Task objective — Only the opening lines of the listing, through the one with "For every instance, count", are to be retyped, each exactly as it stands.

::: Data provided

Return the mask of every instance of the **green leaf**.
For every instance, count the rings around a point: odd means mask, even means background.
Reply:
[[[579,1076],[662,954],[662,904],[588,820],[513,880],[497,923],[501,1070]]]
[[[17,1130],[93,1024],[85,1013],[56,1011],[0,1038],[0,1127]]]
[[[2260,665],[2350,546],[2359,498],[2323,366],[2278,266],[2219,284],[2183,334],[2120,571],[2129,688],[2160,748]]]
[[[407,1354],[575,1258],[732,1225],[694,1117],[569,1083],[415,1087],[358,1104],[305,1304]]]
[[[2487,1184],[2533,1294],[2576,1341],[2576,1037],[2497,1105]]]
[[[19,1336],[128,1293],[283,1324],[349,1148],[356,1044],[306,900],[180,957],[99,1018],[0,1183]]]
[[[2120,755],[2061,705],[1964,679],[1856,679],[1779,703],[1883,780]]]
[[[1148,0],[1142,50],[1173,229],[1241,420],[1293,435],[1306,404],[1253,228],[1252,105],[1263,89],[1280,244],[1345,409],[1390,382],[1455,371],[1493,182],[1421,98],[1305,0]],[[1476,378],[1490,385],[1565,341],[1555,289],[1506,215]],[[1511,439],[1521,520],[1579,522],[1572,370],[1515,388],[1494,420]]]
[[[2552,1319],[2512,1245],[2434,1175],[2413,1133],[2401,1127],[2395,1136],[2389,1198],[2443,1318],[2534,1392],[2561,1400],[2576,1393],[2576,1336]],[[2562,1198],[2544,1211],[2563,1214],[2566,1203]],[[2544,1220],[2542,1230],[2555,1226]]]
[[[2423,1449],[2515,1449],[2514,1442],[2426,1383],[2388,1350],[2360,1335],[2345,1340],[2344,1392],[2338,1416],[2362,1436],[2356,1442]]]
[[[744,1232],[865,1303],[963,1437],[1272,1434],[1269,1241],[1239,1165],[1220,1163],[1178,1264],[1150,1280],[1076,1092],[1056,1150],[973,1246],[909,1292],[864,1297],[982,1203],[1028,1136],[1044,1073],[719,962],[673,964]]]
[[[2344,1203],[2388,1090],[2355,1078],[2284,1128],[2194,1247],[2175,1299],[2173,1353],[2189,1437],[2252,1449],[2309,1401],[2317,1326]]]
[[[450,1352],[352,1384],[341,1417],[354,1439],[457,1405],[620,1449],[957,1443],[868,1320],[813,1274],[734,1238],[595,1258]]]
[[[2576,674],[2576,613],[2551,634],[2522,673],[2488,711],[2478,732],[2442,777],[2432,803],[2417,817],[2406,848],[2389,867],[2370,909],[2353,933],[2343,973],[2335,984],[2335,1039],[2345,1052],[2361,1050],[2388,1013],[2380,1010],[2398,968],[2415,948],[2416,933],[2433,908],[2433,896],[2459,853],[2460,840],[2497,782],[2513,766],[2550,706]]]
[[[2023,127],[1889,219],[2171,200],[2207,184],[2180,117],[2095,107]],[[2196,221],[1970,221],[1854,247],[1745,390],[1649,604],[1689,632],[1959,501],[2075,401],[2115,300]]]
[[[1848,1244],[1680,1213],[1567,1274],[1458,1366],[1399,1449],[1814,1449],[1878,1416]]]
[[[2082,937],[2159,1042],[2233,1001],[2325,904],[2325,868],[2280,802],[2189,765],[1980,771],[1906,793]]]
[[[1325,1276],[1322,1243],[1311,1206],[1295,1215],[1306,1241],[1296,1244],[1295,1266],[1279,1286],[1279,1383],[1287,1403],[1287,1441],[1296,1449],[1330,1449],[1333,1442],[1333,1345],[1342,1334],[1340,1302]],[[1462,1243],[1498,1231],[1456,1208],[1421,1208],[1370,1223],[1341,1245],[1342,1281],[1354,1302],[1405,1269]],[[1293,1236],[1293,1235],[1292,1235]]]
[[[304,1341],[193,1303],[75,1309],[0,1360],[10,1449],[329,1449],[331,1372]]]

::::::

Final answer —
Return the mask of every instance of the **green leaf**.
For every instance, count the rings around a point: odd means mask, even means background.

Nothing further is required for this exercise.